* [SUPPLIED DATA]:
——————

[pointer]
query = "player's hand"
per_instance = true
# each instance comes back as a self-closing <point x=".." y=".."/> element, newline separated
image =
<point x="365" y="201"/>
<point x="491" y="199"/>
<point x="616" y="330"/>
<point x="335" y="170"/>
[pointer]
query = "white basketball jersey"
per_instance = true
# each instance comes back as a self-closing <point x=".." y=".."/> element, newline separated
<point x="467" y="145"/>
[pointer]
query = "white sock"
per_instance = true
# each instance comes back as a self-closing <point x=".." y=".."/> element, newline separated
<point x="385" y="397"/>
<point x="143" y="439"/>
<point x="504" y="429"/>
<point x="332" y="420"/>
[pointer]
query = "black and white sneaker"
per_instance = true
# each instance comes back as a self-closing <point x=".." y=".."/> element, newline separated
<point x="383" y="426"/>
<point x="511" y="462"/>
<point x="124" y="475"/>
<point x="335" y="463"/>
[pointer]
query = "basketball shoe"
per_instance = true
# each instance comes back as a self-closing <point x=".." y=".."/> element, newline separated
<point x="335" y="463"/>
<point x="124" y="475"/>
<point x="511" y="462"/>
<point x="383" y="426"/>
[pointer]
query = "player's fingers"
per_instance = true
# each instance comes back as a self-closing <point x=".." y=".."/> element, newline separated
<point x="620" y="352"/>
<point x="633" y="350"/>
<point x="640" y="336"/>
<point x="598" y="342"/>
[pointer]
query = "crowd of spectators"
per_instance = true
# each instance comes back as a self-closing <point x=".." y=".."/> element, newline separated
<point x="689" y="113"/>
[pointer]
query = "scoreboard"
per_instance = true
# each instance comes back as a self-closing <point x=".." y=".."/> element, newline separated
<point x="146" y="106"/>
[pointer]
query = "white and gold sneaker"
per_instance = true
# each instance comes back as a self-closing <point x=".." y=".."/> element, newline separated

——————

* [EXERCISE INSTRUCTIONS]:
Without skipping anything, transcribe every line above exactly.

* [RESULT OF THE EXERCISE]:
[pointer]
query = "player's hand"
per_instance = true
# each instance comes back as a self-closing <point x=".." y=".."/> element, newline separated
image =
<point x="365" y="201"/>
<point x="491" y="199"/>
<point x="616" y="330"/>
<point x="335" y="170"/>
[pointer]
query = "white basketball jersey"
per_instance = true
# each instance comes back as a self-closing <point x=".." y=".."/> element, newline separated
<point x="467" y="145"/>
[pointer]
query = "white sock"
per_instance = true
# each instance comes back as a self-closing <point x=".." y=".."/> element, newline separated
<point x="385" y="397"/>
<point x="143" y="439"/>
<point x="504" y="429"/>
<point x="332" y="420"/>
[pointer]
query = "black and white sneaker"
per_instance = true
# each instance comes back as a self-closing <point x=".." y=".."/> element, newline separated
<point x="383" y="426"/>
<point x="511" y="462"/>
<point x="124" y="475"/>
<point x="335" y="463"/>
[pointer]
query = "basketball shoe"
per_instance = true
# each instance comes back as a self-closing <point x=".." y=".."/> element, newline separated
<point x="335" y="463"/>
<point x="124" y="475"/>
<point x="511" y="462"/>
<point x="383" y="426"/>
[pointer]
query = "player's fingers"
per_instance = true
# each instance comes back as a self-closing <point x=".." y=".."/> element, newline separated
<point x="620" y="352"/>
<point x="633" y="350"/>
<point x="640" y="336"/>
<point x="598" y="342"/>
[pointer]
query = "crowd of spectators"
per_instance = true
# each instance comes back as a self-closing <point x=".." y=".."/> element, newline separated
<point x="689" y="113"/>
[pointer]
query = "scoreboard"
per_instance = true
# each instance comes back as a self-closing <point x=".." y=".."/> element, newline separated
<point x="146" y="106"/>
[pointer]
query = "white and gold sneaker"
per_instance = true
# each instance comes back as a self-closing <point x=".." y=".."/> element, newline separated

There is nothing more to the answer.